• _TEXT SEGMENT_:

Lyme disease rates have more than doubled in Wisconsin over the past several years with more than 5,000 reported cases during 2022. With little information available on disease hotspots, many residents are unsure of how to protect themselves. But over the past couple of years, John Orrock, the Wayland E. Noland Distinguished Chair in Integrative Biology, has led a research project to identify how climate affects the activity of animals that feed and infect ticks, which could aid in efforts to predict future disease hotspots to help inform residents when risks of becoming infected are high.
“I have focused a lot of my career on how the spatial pattern of animal movement affects interactions among organisms. But honestly, spatial patterns make the most sense when you include the aspect of time,” Orrock says.
The spatial pattern of animal activity is relevant to Orrock’s research because, for a disease to be transmitted, the animal and the tick must be in the same space simultaneously. For example, if an animal — say a mouse or a deer — comes out 10 minutes later due to weather conditions, it may avoid contact with the tick and therefore avoid disease. Based on this knowledge, Orrock became interested in investigating how the intersection of space and time impacts disease.
Orrock and his team started studying mice specifically because of the impact they have on the zoonotic disease cycle.

• _ASSIGNED TASK 1_:
Answer these questions from the Lyme disease passage:
(a) How many Lyme disease cases were reported in Wisconsin during 2022?
(b) What distinguished chair does John Orrock hold?
(c) Which animal did Orrock and his team start studying specifically?
• _ASSIGNED TASK 2_:
Quote the stretch of the Lyme disease passage from "The spatial pattern of animal activity" through "time impacts disease.".

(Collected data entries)

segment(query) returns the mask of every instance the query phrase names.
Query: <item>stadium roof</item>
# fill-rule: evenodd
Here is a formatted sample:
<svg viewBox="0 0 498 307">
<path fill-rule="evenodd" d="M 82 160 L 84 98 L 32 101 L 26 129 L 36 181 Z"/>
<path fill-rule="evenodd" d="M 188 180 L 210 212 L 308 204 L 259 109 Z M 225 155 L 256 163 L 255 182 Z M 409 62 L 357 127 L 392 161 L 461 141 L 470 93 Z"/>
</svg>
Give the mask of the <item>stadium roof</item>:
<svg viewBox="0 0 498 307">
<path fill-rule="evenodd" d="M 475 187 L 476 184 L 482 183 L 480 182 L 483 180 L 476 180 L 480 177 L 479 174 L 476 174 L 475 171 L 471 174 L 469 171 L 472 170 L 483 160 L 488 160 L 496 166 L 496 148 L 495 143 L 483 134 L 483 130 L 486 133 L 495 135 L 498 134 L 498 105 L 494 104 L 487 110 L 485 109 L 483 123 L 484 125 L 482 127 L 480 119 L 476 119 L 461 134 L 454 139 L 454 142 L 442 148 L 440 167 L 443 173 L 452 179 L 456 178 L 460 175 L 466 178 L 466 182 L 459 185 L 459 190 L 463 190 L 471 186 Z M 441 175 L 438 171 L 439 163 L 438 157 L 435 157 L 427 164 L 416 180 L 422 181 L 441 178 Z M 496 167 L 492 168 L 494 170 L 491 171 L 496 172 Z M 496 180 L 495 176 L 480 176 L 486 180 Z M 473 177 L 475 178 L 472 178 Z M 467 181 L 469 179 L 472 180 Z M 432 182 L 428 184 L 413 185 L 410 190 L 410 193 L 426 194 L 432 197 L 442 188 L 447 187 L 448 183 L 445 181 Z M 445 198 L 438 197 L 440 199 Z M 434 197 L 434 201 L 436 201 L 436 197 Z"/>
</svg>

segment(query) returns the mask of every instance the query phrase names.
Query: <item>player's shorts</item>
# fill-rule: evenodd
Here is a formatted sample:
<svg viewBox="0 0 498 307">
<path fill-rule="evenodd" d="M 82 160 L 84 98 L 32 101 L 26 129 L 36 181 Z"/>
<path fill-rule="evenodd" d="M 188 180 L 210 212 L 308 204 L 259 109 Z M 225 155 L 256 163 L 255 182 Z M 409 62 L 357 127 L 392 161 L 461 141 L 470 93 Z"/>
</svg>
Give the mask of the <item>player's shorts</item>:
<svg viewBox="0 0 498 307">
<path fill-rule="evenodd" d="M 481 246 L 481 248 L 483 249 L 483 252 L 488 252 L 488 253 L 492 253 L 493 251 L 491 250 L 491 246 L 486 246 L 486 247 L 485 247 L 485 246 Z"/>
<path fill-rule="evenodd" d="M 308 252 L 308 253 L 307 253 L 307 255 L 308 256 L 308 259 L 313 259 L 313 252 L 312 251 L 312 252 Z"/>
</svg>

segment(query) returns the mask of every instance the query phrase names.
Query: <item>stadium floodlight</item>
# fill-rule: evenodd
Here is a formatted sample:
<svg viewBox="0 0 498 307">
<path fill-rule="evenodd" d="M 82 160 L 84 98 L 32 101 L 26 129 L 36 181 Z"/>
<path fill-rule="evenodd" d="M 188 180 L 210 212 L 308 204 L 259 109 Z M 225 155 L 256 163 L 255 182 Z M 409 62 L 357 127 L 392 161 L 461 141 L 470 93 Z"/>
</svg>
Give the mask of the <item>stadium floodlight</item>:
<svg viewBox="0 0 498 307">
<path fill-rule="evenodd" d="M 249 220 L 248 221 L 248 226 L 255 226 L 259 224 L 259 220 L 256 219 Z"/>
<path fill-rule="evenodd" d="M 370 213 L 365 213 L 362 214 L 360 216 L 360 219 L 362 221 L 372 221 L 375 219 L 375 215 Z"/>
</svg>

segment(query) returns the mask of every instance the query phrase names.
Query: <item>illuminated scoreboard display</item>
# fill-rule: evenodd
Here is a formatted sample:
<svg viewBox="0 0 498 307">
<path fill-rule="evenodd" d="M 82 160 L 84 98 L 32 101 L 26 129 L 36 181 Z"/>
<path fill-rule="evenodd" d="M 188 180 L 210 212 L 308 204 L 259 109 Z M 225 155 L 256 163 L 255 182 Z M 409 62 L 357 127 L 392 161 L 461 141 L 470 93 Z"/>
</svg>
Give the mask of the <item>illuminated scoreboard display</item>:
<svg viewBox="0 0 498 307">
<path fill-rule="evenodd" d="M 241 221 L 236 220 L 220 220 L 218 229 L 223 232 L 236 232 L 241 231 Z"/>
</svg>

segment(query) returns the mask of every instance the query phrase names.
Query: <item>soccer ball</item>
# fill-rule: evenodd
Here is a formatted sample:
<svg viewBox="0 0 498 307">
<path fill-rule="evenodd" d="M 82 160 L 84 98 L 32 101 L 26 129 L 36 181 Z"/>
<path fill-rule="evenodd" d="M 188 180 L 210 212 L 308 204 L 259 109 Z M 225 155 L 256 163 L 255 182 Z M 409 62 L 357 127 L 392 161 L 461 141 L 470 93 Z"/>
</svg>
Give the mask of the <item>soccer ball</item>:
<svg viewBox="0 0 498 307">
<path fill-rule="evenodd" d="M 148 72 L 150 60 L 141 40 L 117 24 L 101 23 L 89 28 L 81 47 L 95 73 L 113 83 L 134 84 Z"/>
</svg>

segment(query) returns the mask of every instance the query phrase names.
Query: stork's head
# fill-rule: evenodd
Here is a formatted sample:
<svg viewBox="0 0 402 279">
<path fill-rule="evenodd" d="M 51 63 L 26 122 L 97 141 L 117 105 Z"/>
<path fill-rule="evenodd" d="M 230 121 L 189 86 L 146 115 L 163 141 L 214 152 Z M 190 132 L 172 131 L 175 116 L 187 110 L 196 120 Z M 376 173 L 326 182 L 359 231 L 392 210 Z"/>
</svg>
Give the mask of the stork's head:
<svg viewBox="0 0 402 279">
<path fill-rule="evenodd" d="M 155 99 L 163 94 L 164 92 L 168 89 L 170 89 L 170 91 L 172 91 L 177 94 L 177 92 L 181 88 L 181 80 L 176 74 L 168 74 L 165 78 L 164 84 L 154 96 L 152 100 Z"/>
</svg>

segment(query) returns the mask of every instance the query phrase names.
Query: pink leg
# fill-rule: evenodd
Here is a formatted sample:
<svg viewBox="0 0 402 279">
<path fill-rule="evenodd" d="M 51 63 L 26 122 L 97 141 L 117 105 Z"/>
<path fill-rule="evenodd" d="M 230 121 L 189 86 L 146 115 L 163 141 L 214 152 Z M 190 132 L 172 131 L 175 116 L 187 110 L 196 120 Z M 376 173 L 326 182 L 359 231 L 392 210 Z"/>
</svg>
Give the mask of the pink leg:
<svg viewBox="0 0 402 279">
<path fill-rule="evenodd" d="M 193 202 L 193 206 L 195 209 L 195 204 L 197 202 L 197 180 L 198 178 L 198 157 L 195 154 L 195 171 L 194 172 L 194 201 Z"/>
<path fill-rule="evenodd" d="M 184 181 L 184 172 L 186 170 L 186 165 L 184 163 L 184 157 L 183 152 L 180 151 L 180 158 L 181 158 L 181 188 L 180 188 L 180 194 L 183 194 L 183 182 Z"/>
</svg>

...

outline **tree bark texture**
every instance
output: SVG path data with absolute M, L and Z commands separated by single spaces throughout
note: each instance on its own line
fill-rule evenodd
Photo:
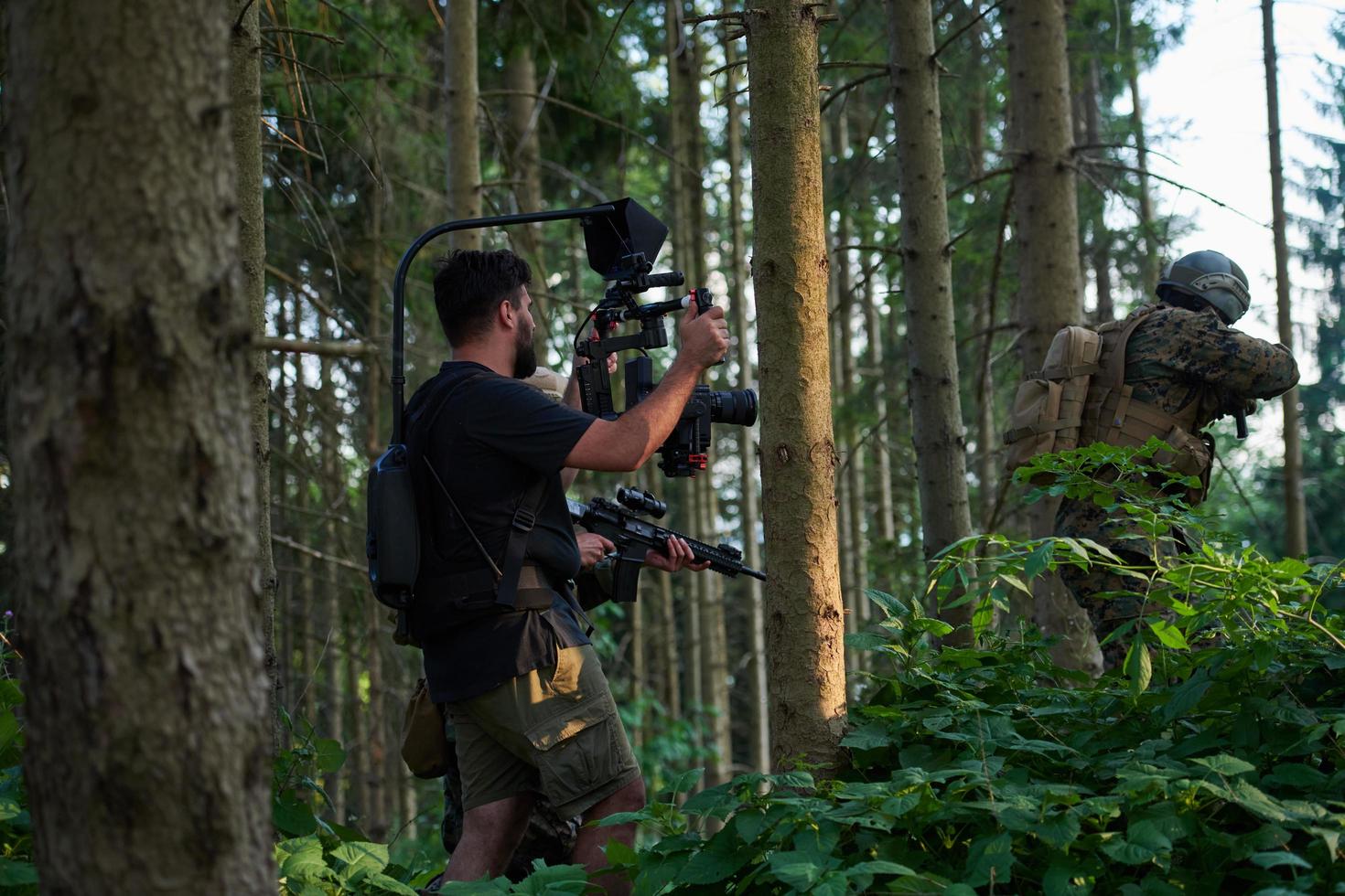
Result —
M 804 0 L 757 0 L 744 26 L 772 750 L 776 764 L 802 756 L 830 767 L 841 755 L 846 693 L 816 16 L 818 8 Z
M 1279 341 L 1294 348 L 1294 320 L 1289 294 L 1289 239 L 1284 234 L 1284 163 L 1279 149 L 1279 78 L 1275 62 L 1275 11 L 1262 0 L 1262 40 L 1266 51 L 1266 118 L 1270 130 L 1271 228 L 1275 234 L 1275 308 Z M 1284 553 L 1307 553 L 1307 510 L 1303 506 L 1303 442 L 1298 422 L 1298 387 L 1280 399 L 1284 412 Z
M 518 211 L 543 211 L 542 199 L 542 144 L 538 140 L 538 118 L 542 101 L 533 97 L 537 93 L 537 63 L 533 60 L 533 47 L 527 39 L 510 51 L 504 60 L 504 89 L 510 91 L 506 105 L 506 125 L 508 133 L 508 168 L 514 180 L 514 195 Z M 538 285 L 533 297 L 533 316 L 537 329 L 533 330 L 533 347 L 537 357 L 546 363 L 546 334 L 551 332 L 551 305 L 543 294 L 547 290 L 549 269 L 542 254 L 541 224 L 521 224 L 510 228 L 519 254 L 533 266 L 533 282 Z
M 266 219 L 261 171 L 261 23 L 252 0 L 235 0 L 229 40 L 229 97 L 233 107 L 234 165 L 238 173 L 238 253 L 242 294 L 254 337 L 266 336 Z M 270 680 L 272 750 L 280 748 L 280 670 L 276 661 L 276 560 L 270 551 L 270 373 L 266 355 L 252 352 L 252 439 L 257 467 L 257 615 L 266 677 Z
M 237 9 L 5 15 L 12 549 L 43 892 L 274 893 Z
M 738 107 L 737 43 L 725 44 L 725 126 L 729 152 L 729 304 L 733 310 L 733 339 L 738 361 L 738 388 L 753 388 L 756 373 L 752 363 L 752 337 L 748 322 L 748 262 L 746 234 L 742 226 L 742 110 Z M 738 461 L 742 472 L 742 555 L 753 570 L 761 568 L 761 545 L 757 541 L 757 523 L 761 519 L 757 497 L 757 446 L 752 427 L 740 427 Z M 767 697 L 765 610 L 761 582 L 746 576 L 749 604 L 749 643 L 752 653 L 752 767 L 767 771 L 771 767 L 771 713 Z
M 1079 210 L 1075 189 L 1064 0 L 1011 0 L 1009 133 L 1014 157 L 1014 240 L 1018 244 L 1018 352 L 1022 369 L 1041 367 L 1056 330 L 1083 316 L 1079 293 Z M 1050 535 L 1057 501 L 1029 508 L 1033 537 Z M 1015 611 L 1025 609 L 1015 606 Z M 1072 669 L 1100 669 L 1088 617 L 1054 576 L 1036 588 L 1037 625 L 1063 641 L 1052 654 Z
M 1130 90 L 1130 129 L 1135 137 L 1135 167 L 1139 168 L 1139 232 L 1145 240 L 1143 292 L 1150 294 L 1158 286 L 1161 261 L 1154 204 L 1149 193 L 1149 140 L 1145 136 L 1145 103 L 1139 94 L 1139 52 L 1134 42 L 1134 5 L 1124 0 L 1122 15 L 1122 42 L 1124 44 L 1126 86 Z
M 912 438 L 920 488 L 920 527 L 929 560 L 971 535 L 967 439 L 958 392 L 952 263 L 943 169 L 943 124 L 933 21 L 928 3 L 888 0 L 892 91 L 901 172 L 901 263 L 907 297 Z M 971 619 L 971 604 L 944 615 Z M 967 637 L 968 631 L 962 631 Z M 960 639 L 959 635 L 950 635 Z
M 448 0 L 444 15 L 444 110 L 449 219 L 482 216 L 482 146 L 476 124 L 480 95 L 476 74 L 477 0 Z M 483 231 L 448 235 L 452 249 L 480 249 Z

* * *

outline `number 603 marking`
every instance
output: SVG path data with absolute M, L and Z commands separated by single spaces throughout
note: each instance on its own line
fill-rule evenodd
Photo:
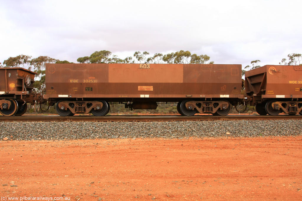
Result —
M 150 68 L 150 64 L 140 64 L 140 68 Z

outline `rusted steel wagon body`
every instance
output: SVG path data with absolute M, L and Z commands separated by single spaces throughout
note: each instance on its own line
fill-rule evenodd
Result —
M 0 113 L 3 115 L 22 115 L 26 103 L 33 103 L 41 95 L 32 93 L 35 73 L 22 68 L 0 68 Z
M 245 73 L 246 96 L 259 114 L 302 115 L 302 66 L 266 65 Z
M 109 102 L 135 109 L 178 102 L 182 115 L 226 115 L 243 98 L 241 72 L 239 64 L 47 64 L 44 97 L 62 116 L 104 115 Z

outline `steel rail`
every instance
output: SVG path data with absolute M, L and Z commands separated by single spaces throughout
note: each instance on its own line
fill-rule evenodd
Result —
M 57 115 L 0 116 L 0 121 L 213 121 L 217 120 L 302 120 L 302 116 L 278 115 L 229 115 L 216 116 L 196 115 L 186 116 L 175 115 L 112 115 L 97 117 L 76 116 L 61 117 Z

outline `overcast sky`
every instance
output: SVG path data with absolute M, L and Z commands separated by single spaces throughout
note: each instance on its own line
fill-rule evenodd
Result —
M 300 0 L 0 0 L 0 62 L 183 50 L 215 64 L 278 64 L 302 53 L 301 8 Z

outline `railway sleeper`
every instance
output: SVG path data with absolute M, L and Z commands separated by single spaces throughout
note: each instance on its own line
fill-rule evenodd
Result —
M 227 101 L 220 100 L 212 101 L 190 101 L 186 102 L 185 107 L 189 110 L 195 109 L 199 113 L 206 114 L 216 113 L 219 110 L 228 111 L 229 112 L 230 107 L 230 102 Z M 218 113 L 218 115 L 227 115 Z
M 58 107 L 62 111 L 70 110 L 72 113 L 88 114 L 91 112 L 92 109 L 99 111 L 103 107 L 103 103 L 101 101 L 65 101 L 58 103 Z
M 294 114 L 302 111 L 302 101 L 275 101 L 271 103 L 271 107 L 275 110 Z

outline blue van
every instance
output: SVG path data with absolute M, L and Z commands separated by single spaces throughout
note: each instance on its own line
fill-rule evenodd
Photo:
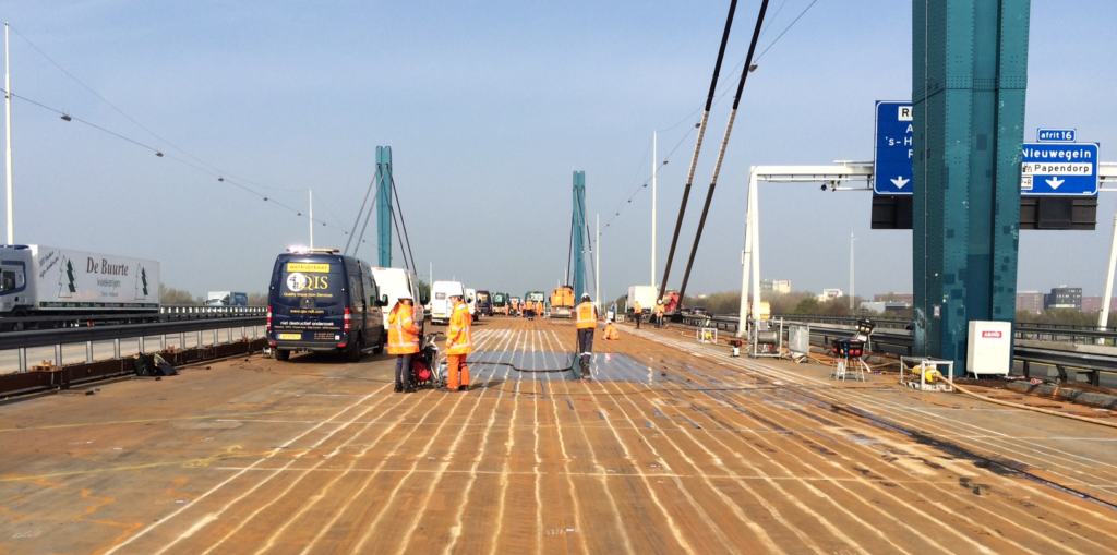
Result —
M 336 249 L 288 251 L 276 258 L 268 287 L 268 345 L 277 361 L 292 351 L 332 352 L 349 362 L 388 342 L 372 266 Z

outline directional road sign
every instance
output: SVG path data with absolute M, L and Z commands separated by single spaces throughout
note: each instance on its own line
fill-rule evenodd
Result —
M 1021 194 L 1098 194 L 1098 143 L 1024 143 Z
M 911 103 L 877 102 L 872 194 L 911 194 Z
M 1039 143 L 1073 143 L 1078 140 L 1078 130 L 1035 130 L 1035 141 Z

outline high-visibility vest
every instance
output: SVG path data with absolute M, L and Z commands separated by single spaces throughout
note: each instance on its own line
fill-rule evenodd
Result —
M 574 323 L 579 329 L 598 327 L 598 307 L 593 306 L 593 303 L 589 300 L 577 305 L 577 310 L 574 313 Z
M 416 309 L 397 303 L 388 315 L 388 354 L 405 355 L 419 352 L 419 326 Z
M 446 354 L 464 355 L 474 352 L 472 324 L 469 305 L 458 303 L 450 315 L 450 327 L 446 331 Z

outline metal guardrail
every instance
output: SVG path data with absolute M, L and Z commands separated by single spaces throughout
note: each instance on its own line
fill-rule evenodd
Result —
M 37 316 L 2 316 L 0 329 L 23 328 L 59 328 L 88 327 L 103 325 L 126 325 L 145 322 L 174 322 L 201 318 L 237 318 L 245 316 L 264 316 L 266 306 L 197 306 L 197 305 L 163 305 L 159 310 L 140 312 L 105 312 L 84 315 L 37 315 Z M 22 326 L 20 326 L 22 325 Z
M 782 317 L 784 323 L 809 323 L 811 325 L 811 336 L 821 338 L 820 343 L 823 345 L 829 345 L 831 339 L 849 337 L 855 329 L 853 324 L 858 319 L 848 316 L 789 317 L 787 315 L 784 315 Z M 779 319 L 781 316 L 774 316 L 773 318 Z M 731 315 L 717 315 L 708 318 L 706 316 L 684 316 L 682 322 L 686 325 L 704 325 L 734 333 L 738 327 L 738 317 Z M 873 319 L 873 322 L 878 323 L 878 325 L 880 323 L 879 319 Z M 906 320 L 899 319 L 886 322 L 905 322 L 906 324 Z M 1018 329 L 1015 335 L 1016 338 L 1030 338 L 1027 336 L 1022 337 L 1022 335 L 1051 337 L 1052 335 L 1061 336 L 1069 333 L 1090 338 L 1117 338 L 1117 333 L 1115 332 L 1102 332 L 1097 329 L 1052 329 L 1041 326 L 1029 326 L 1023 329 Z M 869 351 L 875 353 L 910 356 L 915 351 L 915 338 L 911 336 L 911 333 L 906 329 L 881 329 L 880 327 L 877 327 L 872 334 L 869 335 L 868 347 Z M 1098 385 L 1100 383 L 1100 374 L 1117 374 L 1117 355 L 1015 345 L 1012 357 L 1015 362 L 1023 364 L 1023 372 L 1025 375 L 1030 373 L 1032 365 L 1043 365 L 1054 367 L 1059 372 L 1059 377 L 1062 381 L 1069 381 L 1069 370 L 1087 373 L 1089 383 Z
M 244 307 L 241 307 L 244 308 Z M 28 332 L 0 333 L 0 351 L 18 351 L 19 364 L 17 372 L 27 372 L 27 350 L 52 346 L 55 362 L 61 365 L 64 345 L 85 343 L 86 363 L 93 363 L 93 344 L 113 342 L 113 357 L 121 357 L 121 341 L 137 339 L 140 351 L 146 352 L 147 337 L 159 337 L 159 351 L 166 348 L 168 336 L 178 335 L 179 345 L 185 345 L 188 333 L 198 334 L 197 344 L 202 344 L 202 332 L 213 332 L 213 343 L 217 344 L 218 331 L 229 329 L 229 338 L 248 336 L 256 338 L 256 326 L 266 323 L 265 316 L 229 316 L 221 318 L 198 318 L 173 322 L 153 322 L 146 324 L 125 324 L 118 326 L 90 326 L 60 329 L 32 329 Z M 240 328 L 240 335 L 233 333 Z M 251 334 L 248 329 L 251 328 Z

• _ANSWER SECTION 1_:
(a) More than 5,000.
(b) The Wayland E. Noland Distinguished Chair in Integrative Biology.
(c) Mice.

• _ANSWER SECTION 2_:
The spatial pattern of animal activity is relevant to Orrock’s research because, for a disease to be transmitted, the animal and the tick must be in the same space simultaneously. For example, if an animal — say a mouse or a deer — comes out 10 minutes later due to weather conditions, it may avoid contact with the tick and therefore avoid disease. Based on this knowledge, Orrock became interested in investigating how the intersection of space and time impacts disease.